What is needed – Return the rows below word for word, starting with their first line and going on through the line with "[854,0,895,142]", with both of those lines included.

#### Data supplied ####

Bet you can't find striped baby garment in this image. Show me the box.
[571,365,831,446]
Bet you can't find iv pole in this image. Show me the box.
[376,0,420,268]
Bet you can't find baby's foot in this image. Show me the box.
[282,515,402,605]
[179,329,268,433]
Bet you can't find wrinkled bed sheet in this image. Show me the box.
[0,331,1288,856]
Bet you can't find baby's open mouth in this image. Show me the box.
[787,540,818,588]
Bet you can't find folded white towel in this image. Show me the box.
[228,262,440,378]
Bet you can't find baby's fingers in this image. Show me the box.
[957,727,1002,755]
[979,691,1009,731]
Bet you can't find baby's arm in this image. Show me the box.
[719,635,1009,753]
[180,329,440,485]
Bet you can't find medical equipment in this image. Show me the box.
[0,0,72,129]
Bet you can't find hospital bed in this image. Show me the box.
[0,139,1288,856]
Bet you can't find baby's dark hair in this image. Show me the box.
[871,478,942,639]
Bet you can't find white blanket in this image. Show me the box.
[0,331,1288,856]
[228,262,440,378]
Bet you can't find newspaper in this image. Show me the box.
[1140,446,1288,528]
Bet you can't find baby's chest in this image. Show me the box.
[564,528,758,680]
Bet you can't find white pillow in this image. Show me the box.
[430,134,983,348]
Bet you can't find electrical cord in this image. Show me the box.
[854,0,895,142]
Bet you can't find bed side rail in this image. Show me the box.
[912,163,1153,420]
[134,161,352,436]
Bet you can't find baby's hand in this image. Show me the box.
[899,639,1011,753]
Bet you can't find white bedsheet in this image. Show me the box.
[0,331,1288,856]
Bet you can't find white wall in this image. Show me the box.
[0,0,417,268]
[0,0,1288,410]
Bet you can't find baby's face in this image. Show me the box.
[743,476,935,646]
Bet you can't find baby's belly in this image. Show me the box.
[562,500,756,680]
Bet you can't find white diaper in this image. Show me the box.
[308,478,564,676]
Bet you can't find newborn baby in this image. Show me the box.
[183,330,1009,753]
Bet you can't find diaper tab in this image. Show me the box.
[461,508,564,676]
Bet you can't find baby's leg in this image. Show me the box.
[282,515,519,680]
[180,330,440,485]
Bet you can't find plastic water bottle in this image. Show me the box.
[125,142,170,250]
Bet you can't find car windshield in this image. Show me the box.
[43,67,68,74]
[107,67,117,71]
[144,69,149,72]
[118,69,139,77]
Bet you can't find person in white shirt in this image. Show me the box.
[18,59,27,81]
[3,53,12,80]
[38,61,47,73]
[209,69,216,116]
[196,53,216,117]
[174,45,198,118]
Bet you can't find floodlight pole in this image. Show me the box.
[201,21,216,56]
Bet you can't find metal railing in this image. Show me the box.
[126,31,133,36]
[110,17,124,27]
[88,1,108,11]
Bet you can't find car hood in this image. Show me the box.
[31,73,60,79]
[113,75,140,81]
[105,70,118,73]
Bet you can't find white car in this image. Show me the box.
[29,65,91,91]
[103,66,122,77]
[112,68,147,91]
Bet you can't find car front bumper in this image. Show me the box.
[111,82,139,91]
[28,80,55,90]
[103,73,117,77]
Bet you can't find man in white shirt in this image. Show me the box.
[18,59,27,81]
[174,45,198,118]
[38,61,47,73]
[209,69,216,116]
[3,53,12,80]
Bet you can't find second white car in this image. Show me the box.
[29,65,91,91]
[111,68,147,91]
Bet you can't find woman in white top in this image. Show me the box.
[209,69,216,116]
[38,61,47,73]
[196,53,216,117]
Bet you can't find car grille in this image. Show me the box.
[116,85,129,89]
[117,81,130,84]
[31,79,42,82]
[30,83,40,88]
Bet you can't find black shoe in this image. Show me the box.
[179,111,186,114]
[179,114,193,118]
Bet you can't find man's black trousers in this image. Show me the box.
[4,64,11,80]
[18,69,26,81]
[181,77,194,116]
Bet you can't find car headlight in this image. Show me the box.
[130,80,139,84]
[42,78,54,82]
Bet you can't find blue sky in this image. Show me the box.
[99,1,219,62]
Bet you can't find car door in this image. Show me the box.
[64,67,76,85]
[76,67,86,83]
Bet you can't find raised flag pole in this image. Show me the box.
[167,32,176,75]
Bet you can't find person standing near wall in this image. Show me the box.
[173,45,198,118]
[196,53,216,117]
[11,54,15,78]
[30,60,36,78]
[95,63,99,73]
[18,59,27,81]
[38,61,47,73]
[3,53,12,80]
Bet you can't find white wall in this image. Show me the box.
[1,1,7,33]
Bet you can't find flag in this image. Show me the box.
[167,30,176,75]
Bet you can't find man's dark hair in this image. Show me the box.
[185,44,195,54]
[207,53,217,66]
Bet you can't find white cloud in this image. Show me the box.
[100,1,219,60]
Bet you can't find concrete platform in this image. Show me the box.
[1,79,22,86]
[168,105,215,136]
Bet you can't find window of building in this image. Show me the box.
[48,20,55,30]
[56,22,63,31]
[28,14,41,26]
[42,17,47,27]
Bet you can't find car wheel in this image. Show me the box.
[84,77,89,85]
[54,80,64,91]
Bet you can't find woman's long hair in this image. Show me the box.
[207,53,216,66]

####

Response to the task –
Bet you can't find striped baby garment in this image. Show me the box.
[571,365,831,446]
Bet you can't find iv pole in this image. Show me the box.
[376,0,420,268]
Bet you can't find baby's foot in this image. Show me the box.
[282,515,402,605]
[179,329,268,433]
Bet you can't find wrinkled bed sheet in this image. Show me the box.
[0,331,1288,856]
Bet you can't find baby's open mouth in this image. Show me the box.
[787,540,818,588]
Bet you can't find folded white towel in this image. Show me the box.
[228,262,440,378]
Bet you can't find baby's fingers in this image. Show me the box.
[957,727,1002,755]
[979,691,1009,731]
Bet you can't find baby's arm in this image. Show me the box.
[719,635,1009,753]
[180,329,440,485]
Bet you can't find medical equipment in this image. Show me the box.
[0,0,72,129]
Bet you can't find hospital bed in this image. Show me the box.
[0,139,1288,856]
Bet you can't find baby's dark hair in this image. Show me the box.
[871,478,942,639]
Bet you can't find white blanket in this image. Show me the box.
[0,331,1288,856]
[228,262,440,378]
Bet you can't find newspaper in this image. Show me the box.
[1140,446,1288,528]
Bet you can't find baby's chest in this image. Show me the box.
[564,528,758,680]
Bet you can't find white pillow in this image. Show me the box.
[430,134,983,348]
Bet you can't find electrical cord in this image. Show me the box.
[854,0,895,142]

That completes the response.